GIVEN PROBLEM
Quote the entries in full, character for character, without their images.

EXTRACTED RECORDS
====
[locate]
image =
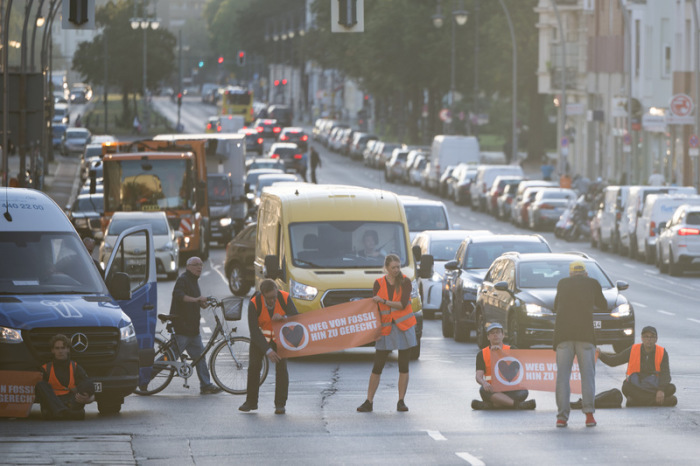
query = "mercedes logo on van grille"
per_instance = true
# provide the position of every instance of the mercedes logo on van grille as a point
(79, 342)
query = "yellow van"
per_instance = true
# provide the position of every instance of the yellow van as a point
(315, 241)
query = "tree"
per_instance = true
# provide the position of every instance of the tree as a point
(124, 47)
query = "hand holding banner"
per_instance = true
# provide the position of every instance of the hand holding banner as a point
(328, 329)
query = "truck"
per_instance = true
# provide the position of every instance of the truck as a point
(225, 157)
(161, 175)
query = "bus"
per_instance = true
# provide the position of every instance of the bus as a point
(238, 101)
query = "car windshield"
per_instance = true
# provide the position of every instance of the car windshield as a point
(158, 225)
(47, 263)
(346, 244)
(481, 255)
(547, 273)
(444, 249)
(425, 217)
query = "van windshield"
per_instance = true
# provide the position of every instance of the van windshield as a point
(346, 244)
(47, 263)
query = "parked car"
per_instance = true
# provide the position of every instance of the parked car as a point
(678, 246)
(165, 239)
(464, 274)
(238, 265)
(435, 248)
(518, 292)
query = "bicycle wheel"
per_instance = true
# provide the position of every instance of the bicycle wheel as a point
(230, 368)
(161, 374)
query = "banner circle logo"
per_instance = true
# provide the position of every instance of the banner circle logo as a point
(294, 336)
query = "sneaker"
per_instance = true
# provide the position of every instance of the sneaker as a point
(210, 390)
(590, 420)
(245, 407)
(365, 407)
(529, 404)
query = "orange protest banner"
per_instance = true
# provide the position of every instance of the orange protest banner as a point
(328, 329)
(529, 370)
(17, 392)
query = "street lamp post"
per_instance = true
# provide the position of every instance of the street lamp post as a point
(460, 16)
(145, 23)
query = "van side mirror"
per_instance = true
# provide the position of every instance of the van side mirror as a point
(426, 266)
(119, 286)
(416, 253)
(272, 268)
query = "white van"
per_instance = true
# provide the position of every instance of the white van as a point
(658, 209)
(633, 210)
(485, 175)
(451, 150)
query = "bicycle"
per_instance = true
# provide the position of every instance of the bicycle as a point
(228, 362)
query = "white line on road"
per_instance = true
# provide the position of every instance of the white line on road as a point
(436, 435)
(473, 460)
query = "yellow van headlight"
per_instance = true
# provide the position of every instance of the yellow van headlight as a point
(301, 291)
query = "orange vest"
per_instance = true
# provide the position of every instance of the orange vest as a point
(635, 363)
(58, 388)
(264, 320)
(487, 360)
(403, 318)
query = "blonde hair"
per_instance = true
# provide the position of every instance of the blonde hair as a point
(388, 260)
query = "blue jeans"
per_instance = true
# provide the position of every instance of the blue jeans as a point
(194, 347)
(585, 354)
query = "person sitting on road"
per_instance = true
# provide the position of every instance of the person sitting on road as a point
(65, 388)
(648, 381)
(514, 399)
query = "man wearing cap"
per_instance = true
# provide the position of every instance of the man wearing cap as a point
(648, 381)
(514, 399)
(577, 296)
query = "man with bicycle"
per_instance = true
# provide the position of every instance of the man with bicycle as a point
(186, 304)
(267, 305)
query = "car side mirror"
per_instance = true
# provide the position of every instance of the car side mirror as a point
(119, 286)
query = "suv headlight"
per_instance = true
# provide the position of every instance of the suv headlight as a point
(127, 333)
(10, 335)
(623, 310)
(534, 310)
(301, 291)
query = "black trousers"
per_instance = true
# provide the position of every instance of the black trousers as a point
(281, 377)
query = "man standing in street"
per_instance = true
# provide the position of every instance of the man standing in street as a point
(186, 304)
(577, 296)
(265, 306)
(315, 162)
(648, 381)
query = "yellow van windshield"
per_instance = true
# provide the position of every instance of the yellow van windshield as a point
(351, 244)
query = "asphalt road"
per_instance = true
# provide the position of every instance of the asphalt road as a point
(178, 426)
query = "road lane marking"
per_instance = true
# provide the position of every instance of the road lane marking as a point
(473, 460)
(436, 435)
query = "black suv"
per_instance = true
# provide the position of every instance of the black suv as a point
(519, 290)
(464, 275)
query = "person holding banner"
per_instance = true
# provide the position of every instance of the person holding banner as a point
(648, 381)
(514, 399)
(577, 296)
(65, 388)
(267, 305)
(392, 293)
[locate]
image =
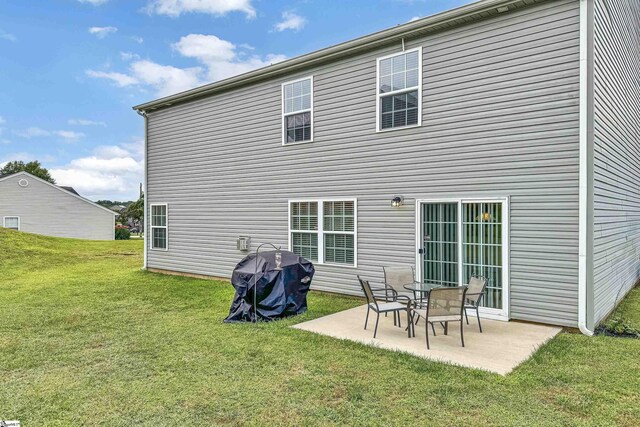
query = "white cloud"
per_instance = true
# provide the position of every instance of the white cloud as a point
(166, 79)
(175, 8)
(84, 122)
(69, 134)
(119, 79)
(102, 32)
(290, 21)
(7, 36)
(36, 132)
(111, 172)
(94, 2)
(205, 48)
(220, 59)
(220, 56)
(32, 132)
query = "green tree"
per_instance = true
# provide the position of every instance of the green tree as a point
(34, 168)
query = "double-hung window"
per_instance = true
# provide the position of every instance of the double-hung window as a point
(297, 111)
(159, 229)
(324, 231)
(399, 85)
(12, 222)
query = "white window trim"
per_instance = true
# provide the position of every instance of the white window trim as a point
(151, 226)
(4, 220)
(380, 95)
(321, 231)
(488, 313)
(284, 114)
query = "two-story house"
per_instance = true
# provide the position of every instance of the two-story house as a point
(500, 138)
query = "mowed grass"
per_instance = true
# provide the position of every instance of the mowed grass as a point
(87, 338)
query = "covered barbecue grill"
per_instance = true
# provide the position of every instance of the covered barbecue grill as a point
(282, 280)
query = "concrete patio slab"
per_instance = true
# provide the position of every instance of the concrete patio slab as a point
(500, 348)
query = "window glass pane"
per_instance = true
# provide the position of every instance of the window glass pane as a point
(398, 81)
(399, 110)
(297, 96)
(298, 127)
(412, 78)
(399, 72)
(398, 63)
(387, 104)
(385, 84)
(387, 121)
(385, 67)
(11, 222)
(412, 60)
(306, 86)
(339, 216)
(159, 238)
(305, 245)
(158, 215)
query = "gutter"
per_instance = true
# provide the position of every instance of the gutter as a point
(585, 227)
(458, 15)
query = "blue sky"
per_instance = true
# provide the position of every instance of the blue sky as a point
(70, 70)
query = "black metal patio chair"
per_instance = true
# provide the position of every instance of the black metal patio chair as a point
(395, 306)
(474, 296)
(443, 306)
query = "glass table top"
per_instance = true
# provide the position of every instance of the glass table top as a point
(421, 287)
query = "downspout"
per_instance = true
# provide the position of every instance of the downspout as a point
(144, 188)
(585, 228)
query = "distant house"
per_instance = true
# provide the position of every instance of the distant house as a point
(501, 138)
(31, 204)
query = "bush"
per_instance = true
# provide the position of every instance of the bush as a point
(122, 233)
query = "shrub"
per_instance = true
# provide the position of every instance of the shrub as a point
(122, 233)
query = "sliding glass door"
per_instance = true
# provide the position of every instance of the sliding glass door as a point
====
EXERCISE SOLUTION
[locate]
image =
query = "mercedes logo on van grille"
per_instance = true
# provide the position of every instance of the mercedes logo on van grille as a point
(79, 342)
query = "yellow van"
per_instance = true
# provide the position of every instance of the yellow van as a point
(315, 241)
query = "tree"
per_instance = true
# provide the position of every instance of the tree as a point
(124, 47)
query = "hand holding banner"
per_instance = true
# provide the position of every instance of the hand holding banner as a point
(328, 329)
query = "truck"
per_instance = true
# provide the position of every instance of the truck as a point
(225, 157)
(161, 175)
query = "bus"
per_instance = true
# provide the position of every instance of the bus as a point
(238, 101)
query = "car windshield"
per_instance = true
# provide the position of every instance of the car windshield as a point
(158, 225)
(47, 263)
(346, 244)
(481, 255)
(547, 273)
(444, 249)
(425, 217)
query = "van windshield"
per_instance = true
# provide the position of every instance of the van windshield as a point
(346, 244)
(47, 263)
query = "parked car"
per_instance = true
# provide the position of every instance of the parked car as a point
(678, 246)
(165, 239)
(464, 274)
(238, 265)
(435, 248)
(518, 292)
query = "bicycle wheel"
per_instance = true
# provide the position of every instance of the bicycle wheel as a point
(230, 368)
(161, 374)
query = "banner circle logo"
per_instance = true
# provide the position of every instance of the banner circle logo as a point
(294, 336)
query = "sneaker"
per_instance = true
# provide the position of every instance of the sneaker as a point
(210, 390)
(590, 420)
(245, 407)
(365, 407)
(529, 404)
query = "orange protest banner"
per_instance = true
# provide the position of every instance of the orange protest banner as a point
(328, 329)
(529, 370)
(17, 392)
query = "street lamp post"
per_instance = true
# provide the position of every instance of the street lamp post as a point
(460, 16)
(145, 23)
query = "van side mirror"
per_instance = true
# provide the position of every instance of the van side mirror as a point
(426, 266)
(119, 286)
(416, 253)
(272, 268)
query = "white van"
per_instance = true
# provide the position of every instance of the white van as a point
(658, 209)
(633, 210)
(485, 175)
(451, 150)
query = "bicycle"
per_instance = true
# provide the position of every instance of the bicycle as a point
(228, 362)
query = "white line on road"
per_instance = true
# provide the position of every instance of the white line on road as a point
(436, 435)
(473, 460)
query = "yellow van headlight"
per_instance = true
# provide the position of every instance of the yellow van headlight as a point
(301, 291)
query = "orange vest"
per_instance = true
# provide the position of every instance of the orange vest as a point
(635, 363)
(58, 388)
(264, 320)
(487, 360)
(403, 318)
query = "blonde hair"
per_instance = true
# provide the position of every instance of the blonde hair as a point
(388, 260)
query = "blue jeans"
per_instance = true
# provide the position of every instance of the blue jeans as a point
(194, 347)
(585, 354)
query = "person sitting on road"
per_instance = true
# provide the position of every instance of the person sitting on road as a point
(65, 388)
(648, 381)
(514, 399)
query = "man wearing cap"
per_instance = true
# provide the position of every instance of the man wearing cap as a point
(648, 381)
(514, 399)
(577, 296)
query = "man with bicycle"
per_instance = true
# provide the position of every instance of the man with bicycle as a point
(186, 304)
(267, 305)
query = "car side mirror"
per_instance = true
# provide the position of every instance of the car side mirror as a point
(119, 286)
query = "suv headlight"
per_instance = true
# provide the position of every instance of the suv headlight as a point
(127, 333)
(10, 335)
(623, 310)
(534, 310)
(301, 291)
query = "black trousers"
per_instance = true
# provide the position of every instance of the black trousers as a point
(281, 377)
query = "man standing in street"
per_instance = true
# provide the position of every instance of the man standing in street as a point
(186, 304)
(577, 296)
(265, 306)
(315, 162)
(648, 381)
query = "yellow van windshield"
per_instance = true
# provide the position of every instance of the yellow van windshield as a point
(351, 244)
query = "asphalt road"
per_instance = true
# provide the position of every instance of the asphalt road as a point
(178, 426)
query = "road lane marking"
per_instance = true
# provide the position of every instance of the road lane marking as a point
(473, 460)
(436, 435)
query = "black suv"
per_instance = true
# provide the position of every instance of the black suv as a point
(519, 290)
(464, 275)
query = "person holding banner"
per_instance = true
# provide the position of every instance of the person holding banner as a point
(648, 381)
(514, 399)
(577, 296)
(65, 388)
(267, 305)
(392, 293)
[locate]
image =
query = "white cloud"
per_instance = true
# provide the position of every instance of the white cloud as a point
(166, 79)
(175, 8)
(84, 122)
(69, 134)
(119, 79)
(102, 32)
(290, 21)
(7, 36)
(36, 132)
(111, 172)
(94, 2)
(205, 48)
(220, 59)
(220, 56)
(32, 132)
query = "green tree"
per_instance = true
# provide the position of every instance of the green tree as a point
(34, 168)
query = "double-hung window"
per_instance = true
# provide the position of every instance of the double-hung window as a point
(297, 111)
(159, 229)
(324, 231)
(399, 85)
(12, 222)
query = "white window trim"
per_instance = true
# provide the position of every instance of the white window trim as a point
(151, 226)
(4, 220)
(380, 95)
(321, 231)
(488, 313)
(284, 114)
query = "two-story house"
per_instance = true
# provide the position of every instance of the two-story house as a point
(500, 138)
query = "mowed grass"
per_instance = true
# provide the position of every instance of the mowed grass as a point
(87, 338)
query = "covered barbecue grill"
per_instance = true
# provide the position of every instance of the covered barbecue grill as a point
(282, 280)
query = "concrete patio slab"
per_instance = true
# provide the position of every instance of the concrete patio slab as a point
(500, 348)
query = "window glass pane"
per_instance = true
# provide the position of every instance of the window glass pane as a point
(398, 81)
(399, 110)
(297, 96)
(298, 127)
(412, 78)
(399, 72)
(398, 63)
(387, 104)
(385, 84)
(387, 121)
(385, 67)
(11, 222)
(412, 60)
(306, 86)
(339, 216)
(159, 238)
(305, 245)
(158, 215)
query = "gutter"
per_instance = true
# provide the position of every instance of the gutter as a point
(585, 227)
(458, 15)
query = "blue sky"
per_instance = true
# provide the position of every instance of the blue sky as a point
(70, 70)
query = "black metal patio chair"
per_instance = true
# provide the position of every instance of the black metal patio chair as a point
(395, 306)
(474, 296)
(443, 306)
query = "glass table top"
per_instance = true
# provide the position of every instance of the glass table top as a point
(421, 287)
query = "downspout"
per_instance = true
# provide the position of every instance of the downspout as a point
(144, 188)
(585, 228)
query = "distant house"
per_instance = true
# provide the position of every instance of the distant house as a point
(501, 138)
(31, 204)
query = "bush"
per_instance = true
# provide the position of every instance of the bush as a point
(122, 233)
query = "shrub"
per_instance = true
# provide the position of every instance of the shrub as a point
(122, 233)
query = "sliding glass door"
per_instance = true
# provide the position of every instance of the sliding glass door as a point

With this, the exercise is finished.